→ ACTION ITEM: Output only the stretch of the listing that starts at the line containing "Target: dome tent metal frame" and ends at the line containing "Target: transparent dome igloo", reproduced exactly with both ends.

→ EXCERPTED RECORDS:

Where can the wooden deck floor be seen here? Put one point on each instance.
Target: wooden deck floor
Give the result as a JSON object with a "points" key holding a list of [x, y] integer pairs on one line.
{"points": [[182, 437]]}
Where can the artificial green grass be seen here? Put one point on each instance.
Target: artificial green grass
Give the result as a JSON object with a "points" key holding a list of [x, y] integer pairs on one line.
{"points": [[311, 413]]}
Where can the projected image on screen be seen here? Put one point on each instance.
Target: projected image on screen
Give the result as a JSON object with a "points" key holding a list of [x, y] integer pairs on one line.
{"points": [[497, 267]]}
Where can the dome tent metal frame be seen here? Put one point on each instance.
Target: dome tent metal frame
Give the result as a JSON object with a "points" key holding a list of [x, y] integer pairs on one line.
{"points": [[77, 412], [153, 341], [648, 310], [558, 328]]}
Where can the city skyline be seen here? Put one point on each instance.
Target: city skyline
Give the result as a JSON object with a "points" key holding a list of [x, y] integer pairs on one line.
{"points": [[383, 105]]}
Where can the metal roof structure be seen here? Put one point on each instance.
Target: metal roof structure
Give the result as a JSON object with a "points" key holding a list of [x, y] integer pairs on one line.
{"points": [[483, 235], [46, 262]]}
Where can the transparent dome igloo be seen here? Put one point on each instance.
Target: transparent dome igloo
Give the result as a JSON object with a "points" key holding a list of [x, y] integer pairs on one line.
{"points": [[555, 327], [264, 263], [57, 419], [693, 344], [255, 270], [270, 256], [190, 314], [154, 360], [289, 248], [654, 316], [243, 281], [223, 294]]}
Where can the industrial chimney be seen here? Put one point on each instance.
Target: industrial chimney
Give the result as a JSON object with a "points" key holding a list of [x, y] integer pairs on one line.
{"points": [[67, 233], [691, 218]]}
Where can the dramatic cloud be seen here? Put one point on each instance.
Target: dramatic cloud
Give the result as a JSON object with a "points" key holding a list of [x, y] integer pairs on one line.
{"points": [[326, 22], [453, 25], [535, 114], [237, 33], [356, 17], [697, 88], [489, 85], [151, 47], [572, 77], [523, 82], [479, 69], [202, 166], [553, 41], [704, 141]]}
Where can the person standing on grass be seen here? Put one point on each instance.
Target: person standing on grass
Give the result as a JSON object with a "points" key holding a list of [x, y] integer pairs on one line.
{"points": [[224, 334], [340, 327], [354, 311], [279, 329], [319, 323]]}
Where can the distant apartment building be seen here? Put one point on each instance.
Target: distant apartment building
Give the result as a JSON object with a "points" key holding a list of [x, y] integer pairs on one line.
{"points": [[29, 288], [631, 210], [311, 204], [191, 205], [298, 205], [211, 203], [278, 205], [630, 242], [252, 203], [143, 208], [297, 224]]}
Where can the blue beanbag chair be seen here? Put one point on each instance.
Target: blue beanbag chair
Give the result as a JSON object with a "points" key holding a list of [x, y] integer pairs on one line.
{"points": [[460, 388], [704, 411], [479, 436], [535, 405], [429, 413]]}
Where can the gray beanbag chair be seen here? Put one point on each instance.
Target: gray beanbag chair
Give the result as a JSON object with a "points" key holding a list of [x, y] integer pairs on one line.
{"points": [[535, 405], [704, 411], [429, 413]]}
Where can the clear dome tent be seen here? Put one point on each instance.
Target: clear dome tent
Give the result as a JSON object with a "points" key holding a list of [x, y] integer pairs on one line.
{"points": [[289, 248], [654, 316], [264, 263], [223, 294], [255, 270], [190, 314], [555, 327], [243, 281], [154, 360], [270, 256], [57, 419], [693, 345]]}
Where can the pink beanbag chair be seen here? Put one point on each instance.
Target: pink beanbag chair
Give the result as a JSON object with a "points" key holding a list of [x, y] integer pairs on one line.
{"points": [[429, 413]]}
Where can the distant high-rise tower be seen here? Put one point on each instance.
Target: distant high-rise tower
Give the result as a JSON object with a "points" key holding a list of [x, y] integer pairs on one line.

→ OUTPUT OF THE TASK:
Target: dome tent metal frame
Give the result as a JSON object with a "points" key holding a list of [x, y] integer pairs on one line.
{"points": [[77, 412], [153, 341], [648, 310], [558, 328]]}
Where can the city skyline be seen here? Put one point on each instance.
Target: city skyline
Give the result as a JSON object with a "points" key holding a list of [x, y] integer pairs on one line.
{"points": [[383, 105]]}
Where can the metal roof structure be seen here? Put one point on each instance.
Target: metal roof structure
Give the result as a JSON object with a "points" key holding a list of [x, y] integer pairs on one line.
{"points": [[483, 235], [46, 262]]}
Where can the transparent dome igloo be seen here? Put one point on each instance.
Target: transparent dome igloo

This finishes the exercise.